BEGIN SELECTED EXCERPT

While “Little John” was taken from the Hirschbeck family at age 8, Michael survived until he was 27, thanks to sister Megan, who was eight months old — he was 5 — when she provided her bone marrow for a much-needed transplant.
It was Michael who accompanied his father to the games that he worked and was a constant with him at spring training.
After his passing, the Hirschbecks founded the “Magic of Michael Foundation” which has provided assistance but most of all, hope, to hundreds of families enduring the curveballs of life over the past several years.
“Like any parent, we’re not the only parents in the world to lose a child, but like any parent, it’s devastating,” said Hirschbeck, who is an avid hunter and fisherman. “When John passed away in 1993, it’s devastating, but you go through a long time of mourning and grief, and at some point you have to say ‘OK, I need to make a life decision here.’
“First choice is not good in that you’re going to give up and not going to be the same person, but the second is when you say, ‘OK, I’m going to go on for the good of my wife, for the good of my other children, for my friends and my family.’ You realize the fact, and I always say this, that no day is going to be the same, but you’re still here on this earth and you just have to make the most of what you have.”

END SELECTED EXCERPT

**WRITTEN EXERCISE 1**
Scale the listing from the line that contains "target | snowy field" through the end of the listing, and reproduce those lines. Multiply every point coordinate in the answers by 1.8 and round it to a whole number, with halves rounded up.
**WRITTEN EXERCISE 2**
Carry the passage about the Hirschbeck family forward from its final sentence by writing the part that comes next.

BEGIN MATERIAL PROVIDED

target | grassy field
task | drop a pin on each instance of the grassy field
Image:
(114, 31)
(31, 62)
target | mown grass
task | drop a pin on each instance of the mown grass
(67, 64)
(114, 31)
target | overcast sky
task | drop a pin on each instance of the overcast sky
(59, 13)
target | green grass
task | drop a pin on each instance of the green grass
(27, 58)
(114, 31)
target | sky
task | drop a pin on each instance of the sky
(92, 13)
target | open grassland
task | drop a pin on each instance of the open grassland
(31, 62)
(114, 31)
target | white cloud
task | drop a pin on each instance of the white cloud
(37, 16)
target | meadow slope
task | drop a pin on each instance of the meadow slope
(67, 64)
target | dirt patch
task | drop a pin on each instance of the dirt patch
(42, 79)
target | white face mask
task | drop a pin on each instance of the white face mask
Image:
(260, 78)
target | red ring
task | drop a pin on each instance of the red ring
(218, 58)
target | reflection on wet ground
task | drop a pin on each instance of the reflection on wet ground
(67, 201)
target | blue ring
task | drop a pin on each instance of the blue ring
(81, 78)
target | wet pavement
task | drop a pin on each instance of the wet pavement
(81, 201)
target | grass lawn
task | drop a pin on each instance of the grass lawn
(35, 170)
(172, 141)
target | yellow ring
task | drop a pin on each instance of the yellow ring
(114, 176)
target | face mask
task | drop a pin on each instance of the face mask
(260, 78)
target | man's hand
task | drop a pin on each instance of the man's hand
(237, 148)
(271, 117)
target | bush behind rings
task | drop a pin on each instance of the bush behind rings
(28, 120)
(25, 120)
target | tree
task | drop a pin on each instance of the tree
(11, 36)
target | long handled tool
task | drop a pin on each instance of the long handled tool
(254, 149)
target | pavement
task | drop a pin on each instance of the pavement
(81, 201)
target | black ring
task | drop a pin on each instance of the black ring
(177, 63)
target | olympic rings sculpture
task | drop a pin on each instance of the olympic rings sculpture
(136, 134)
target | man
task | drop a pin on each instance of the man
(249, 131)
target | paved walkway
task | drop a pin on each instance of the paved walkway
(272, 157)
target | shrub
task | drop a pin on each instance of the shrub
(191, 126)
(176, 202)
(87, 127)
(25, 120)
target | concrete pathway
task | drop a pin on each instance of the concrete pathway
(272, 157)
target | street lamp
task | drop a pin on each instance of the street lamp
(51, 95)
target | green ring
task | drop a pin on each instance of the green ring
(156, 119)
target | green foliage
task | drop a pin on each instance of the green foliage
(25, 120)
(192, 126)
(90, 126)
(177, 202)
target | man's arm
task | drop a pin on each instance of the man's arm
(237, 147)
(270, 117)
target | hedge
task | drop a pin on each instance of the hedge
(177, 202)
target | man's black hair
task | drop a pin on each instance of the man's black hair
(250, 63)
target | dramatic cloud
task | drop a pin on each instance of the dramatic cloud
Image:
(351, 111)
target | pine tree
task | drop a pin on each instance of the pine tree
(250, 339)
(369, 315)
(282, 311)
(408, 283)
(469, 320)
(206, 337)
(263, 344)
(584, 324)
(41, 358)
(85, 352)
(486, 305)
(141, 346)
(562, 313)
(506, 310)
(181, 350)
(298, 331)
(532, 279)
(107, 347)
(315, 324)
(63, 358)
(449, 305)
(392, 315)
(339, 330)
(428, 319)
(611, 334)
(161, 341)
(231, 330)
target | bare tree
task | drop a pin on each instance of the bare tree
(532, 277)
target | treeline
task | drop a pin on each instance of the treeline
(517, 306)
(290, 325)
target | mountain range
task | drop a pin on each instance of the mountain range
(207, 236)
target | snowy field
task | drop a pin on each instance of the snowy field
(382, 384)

END MATERIAL PROVIDED

**WRITTEN RESPONSE 1**
target | snowy field
task | drop a pin on each instance of the snowy field
(688, 691)

**WRITTEN RESPONSE 2**
John remembers Michael’s love for baseball and the many friends that he made in the game, also recalling how he would save cards and memorabilia and simply keep busy in his room.
“Michael would sit with his baseball cards, boxes upon boxes, in his room,” Hirschbeck said. “An old-time umpire told me years ago to buy a set of Topps baseball cards for your kids for every year that you are in the big leagues so I started doing that. We had 34 years of baseball cards, sealed and still in the wrappers in the box, never even opened.
“But Michael also used to get his own baseball cards and I’m talking thousands upon thousands. He said that was like a hobby, that and investing his money. He would just sit up in his room and for hours and hours he would go through baseball cards. Because of his disabilities, he had his own unique way of categorizing things, but it was very efficient, if I do say so myself.”
The foundation holds an annual golf outing, dinner and memorabilia auction to raise funds, with Hirschbeck always throwing out new ideas and ways to raise both awareness and much-needed dollars.
When the family recently moved from their Poland home to North Lima, Denise was hoping John would clean out the multitude of bins that contained the memorabilia Michael had collected over the years.
He called it a hard yet bittersweet time, before finally arriving at the conclusion to auction off Michael’s accumulated gems.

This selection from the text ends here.